- _TASKS FOR THIS EXERCISE_:
1. In the passage on biblical authority:
(a) What does the secular court ground its authority in?
(b) According to the Catholic Church's claim, what did Christ give Peter?
(c) What four things does the question ask of the Bible's self-testimony, instead of whether it is circular?
2. Output the stretch of the passage on biblical authority from "Every ultimate authority" through "it is remarkable.", copied word for word.
3. How would you render this sentence from the passage on biblical authority in Spanish: "Every ultimate authority validates itself, because there is nothing higher by which it can be validated."

- _DOCUMENT SEGMENT_:
** Start **

Published: June 25, 2026 | thefinalconvergence.com

Before we examine the external evidence for the Bible’s authority, the prophecy, the archaeology, the manuscript tradition, the internal unity, we need to examine the internal evidence. What does the Bible claim for itself? This is not a trivial question. And it is not, as critics sometimes suggest, a circular one.
Here is why: every system of authority ultimately grounds itself in something. The Catholic Church grounds its authority in the claim that Christ gave Peter the keys of the kingdom and that this authority was transmitted through apostolic succession to the papacy. That claim cannot be validated by any authority higher than the one making it. It is self-validating. The secular court grounds its authority in the constitution. The constitution grounds its authority in the consent of the governed. The consent of the governed grounds itself in a political theory that is itself asserted rather than proven by a higher standard.
Every ultimate authority validates itself, because there is nothing higher by which it can be validated. The question is not whether the Bible’s self-testimony is circular but whether the self-testimony is coherent, consistent, extensive, and corroborated by the external evidence we will examine later in this series. Today we examine the self-testimony. And it is remarkable.

** End **

Items listed in a dataset:
** Start **

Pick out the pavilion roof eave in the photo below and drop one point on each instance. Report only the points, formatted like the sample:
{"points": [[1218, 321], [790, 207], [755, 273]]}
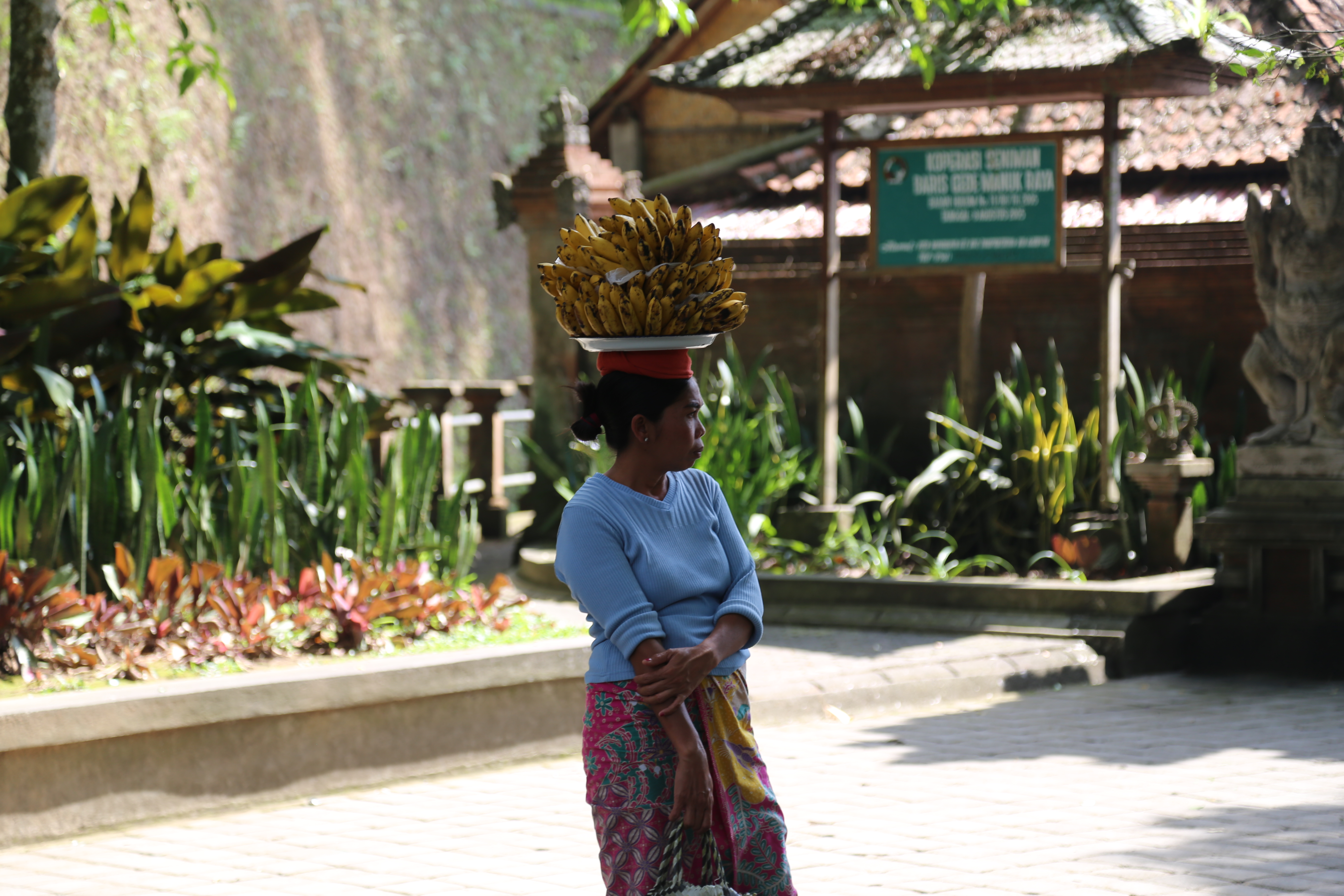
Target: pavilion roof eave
{"points": [[1151, 74]]}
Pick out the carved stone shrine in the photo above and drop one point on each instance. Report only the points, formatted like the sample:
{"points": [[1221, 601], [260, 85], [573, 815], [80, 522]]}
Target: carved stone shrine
{"points": [[1281, 538]]}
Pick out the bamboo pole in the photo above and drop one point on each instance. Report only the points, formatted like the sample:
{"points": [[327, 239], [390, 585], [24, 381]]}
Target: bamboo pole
{"points": [[831, 311], [1112, 277], [972, 311]]}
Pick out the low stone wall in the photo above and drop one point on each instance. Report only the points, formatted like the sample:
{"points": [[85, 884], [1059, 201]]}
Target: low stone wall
{"points": [[1140, 625], [73, 762]]}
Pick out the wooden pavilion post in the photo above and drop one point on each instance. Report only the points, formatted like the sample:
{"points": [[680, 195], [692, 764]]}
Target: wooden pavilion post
{"points": [[968, 349], [830, 434], [1112, 276]]}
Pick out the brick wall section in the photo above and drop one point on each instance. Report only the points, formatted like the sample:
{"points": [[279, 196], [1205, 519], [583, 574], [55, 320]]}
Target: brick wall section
{"points": [[898, 339]]}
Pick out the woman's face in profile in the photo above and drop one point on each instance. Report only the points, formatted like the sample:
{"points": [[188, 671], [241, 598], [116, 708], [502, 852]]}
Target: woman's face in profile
{"points": [[675, 441]]}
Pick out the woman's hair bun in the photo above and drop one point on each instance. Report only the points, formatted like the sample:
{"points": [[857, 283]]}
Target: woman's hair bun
{"points": [[587, 429]]}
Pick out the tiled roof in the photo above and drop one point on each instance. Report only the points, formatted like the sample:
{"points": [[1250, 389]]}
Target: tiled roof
{"points": [[820, 41], [1238, 124]]}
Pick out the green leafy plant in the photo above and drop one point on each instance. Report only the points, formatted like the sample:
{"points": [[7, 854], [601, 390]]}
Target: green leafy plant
{"points": [[1005, 491], [753, 440], [189, 615], [943, 565]]}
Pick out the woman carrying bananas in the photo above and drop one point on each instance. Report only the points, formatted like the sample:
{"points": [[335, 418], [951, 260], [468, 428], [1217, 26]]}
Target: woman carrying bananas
{"points": [[652, 555]]}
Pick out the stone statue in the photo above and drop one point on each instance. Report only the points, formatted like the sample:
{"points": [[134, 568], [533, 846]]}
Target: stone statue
{"points": [[1298, 248]]}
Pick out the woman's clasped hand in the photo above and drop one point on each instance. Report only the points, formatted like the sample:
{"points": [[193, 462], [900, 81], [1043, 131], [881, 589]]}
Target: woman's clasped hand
{"points": [[671, 676]]}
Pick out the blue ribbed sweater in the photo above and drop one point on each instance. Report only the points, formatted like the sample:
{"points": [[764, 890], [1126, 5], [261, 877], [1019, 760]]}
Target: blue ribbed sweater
{"points": [[646, 569]]}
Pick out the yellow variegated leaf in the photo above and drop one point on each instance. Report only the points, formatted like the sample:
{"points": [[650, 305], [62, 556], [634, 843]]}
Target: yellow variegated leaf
{"points": [[41, 297], [34, 213], [202, 281], [268, 294], [171, 264], [131, 240], [76, 258], [162, 295]]}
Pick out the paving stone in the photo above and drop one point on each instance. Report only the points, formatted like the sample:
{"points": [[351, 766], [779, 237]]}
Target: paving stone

** End **

- _RESULTS_:
1.
(a) The constitution.
(b) The keys of the kingdom.
(c) Whether it is coherent, consistent, extensive, and corroborated by the external evidence to be examined later in the series.

2.
Every ultimate authority validates itself, because there is nothing higher by which it can be validated. The question is not whether the Bible’s self-testimony is circular but whether the self-testimony is coherent, consistent, extensive, and corroborated by the external evidence we will examine later in this series. Today we examine the self-testimony. And it is remarkable.

3. Toda autoridad última se valida a sí misma, porque no hay nada superior por lo cual pueda ser validada.